• Problem to work on
How many lines in the records below contain the string "tail"? Reply with the number alone.

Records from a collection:
/---
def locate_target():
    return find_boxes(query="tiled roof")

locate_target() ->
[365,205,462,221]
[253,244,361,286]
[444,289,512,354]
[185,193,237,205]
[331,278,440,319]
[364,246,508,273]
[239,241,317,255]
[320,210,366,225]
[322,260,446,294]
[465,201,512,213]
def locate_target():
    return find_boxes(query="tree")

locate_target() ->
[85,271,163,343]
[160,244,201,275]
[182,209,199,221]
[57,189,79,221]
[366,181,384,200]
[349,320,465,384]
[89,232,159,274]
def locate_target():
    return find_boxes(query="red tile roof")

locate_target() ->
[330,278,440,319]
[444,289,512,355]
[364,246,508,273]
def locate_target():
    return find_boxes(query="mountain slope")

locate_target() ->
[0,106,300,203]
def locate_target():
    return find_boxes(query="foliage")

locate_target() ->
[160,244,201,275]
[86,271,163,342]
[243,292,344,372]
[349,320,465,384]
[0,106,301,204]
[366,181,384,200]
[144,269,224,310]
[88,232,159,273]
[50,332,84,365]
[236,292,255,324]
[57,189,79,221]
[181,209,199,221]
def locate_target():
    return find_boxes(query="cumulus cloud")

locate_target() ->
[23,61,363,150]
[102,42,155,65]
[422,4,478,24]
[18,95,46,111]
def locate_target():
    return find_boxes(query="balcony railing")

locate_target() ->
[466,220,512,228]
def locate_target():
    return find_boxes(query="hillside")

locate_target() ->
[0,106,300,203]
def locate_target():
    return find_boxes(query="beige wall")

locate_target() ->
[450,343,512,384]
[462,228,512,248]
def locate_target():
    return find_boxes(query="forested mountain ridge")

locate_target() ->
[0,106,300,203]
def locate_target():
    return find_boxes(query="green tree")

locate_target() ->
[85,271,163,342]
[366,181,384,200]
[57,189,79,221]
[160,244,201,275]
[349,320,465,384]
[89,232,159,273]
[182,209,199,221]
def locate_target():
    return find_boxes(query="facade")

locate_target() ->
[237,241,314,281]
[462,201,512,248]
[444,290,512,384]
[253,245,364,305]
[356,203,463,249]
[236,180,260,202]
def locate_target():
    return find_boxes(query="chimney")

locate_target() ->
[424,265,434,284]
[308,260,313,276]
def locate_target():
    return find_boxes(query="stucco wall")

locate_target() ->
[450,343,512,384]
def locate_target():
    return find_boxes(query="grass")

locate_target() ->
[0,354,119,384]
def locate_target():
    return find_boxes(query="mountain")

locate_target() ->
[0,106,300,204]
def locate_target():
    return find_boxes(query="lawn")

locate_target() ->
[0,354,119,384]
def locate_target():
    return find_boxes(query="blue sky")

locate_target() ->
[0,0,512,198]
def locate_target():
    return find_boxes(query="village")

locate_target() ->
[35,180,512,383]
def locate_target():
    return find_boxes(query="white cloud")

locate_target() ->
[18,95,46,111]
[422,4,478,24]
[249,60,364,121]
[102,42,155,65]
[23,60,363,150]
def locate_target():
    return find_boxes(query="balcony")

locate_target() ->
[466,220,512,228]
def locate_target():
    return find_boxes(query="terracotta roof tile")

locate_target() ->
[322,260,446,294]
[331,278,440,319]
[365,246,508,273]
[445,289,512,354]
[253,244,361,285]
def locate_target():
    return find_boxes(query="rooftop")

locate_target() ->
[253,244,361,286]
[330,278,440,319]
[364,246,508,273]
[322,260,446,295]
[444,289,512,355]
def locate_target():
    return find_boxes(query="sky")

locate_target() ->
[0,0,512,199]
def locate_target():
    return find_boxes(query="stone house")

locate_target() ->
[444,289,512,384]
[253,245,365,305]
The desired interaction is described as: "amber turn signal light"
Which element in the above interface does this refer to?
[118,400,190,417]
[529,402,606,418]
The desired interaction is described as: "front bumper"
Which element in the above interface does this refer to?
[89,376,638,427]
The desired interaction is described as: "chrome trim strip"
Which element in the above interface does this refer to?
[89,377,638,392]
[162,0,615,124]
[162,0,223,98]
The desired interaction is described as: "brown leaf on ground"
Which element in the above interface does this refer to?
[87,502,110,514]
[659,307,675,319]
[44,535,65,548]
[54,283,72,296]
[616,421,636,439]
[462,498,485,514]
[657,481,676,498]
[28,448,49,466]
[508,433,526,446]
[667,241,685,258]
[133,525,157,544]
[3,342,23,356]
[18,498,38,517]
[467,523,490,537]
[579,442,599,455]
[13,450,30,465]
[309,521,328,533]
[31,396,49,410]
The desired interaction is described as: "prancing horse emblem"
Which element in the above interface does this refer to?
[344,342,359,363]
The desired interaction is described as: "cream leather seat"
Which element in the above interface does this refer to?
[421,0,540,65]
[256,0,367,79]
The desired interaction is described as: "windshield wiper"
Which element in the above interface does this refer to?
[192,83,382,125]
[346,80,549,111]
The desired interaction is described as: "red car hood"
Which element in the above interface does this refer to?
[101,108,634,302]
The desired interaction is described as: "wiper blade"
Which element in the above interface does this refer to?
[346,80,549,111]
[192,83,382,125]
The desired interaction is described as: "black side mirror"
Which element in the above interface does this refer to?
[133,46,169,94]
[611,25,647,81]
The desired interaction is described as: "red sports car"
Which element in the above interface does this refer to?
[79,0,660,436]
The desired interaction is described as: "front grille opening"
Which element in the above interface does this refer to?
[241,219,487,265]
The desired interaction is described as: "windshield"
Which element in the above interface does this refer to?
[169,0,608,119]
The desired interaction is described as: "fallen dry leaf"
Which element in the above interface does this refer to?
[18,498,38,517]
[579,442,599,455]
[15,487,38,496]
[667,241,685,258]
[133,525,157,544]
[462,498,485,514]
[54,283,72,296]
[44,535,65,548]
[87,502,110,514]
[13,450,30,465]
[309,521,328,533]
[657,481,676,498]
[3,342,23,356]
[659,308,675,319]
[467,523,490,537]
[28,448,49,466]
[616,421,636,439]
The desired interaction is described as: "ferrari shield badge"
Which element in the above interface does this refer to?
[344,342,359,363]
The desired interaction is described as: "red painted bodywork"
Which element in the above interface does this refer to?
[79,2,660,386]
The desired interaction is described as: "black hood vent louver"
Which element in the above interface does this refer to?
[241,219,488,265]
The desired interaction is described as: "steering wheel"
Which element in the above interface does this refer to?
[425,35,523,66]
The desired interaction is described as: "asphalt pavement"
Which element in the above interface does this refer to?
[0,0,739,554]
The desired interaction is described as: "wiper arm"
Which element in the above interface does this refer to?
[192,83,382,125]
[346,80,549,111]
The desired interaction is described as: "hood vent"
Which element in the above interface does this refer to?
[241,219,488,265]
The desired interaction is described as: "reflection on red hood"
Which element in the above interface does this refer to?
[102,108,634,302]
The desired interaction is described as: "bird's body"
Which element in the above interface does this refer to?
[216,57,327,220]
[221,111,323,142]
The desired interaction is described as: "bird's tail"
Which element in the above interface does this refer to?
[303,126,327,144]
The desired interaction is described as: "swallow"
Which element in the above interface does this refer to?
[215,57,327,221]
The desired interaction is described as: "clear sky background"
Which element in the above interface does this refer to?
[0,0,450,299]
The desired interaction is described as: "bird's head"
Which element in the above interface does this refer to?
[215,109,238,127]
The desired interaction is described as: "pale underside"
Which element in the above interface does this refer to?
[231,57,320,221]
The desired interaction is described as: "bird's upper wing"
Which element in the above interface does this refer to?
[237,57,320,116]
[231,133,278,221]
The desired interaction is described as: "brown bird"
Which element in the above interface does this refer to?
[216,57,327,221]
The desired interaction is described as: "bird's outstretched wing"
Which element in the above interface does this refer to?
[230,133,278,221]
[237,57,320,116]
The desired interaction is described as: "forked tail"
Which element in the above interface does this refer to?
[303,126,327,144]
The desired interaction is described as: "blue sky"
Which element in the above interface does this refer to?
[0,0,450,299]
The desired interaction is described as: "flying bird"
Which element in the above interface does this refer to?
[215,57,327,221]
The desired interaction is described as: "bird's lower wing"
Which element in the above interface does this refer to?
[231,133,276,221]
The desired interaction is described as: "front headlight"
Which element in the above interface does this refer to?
\---
/---
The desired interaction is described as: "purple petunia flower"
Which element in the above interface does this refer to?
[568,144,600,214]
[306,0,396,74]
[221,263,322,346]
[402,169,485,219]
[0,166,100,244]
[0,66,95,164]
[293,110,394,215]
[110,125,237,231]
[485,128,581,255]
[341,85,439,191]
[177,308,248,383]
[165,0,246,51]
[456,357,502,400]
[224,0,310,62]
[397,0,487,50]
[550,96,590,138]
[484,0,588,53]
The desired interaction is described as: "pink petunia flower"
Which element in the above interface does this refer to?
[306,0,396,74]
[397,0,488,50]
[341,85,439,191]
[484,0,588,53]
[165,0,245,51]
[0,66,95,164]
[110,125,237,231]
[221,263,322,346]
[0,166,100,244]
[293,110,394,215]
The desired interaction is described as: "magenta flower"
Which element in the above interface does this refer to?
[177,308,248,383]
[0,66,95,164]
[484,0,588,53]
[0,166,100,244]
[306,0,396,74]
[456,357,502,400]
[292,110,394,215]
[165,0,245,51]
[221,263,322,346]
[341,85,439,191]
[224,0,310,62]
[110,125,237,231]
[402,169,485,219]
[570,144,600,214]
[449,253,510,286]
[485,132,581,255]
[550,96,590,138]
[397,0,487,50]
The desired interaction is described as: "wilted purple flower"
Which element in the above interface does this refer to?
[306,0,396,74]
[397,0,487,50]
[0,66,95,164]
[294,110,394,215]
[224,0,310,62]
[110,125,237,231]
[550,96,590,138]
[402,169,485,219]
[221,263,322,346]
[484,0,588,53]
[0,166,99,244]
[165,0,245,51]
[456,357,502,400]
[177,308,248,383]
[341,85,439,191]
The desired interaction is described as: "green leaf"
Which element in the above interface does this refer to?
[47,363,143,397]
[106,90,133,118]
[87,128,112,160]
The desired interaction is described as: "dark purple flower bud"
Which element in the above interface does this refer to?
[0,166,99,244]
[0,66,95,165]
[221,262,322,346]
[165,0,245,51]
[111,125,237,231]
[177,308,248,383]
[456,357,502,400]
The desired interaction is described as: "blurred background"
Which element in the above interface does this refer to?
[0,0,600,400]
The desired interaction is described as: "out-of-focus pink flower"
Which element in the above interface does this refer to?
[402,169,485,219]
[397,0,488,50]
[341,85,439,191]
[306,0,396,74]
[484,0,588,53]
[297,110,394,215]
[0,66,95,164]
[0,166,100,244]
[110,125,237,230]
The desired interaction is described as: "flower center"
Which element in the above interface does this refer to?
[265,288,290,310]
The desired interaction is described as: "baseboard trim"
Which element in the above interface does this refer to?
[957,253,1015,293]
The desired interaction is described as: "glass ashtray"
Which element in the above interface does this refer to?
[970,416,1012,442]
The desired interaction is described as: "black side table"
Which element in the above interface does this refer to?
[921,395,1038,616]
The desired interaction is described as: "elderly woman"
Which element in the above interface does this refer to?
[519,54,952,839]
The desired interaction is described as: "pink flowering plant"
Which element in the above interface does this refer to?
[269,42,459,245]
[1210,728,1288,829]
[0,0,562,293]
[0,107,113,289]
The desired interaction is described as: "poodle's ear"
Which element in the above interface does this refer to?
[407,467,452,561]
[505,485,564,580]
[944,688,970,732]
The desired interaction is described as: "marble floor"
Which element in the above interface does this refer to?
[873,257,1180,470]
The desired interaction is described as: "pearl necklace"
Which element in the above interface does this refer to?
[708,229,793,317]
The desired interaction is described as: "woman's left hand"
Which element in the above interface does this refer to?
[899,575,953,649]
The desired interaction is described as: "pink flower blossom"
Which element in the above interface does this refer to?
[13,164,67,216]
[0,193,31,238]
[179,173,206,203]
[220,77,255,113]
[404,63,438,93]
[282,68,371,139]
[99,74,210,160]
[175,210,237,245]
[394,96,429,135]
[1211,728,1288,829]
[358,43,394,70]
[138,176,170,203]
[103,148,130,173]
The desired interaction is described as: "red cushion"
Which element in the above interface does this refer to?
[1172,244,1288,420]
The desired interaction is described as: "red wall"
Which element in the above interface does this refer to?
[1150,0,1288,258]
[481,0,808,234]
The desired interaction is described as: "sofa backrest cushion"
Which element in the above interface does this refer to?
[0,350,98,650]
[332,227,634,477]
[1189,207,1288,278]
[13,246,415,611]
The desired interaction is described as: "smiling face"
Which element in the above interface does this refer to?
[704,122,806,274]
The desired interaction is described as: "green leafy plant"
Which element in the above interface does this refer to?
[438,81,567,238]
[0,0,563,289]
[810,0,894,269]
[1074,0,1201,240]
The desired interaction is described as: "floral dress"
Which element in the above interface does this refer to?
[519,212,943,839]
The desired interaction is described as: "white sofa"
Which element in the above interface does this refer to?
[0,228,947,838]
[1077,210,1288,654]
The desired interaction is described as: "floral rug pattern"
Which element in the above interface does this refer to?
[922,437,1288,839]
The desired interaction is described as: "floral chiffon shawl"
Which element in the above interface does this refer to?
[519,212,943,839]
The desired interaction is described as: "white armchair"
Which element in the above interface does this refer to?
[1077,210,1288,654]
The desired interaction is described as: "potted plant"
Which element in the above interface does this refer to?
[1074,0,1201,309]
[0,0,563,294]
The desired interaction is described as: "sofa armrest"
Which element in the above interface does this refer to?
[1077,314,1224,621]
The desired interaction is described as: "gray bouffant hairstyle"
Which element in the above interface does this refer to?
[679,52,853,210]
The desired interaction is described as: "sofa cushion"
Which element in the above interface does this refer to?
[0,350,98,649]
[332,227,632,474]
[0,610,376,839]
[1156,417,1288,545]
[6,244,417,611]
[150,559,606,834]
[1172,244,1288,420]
\---
• Task result
2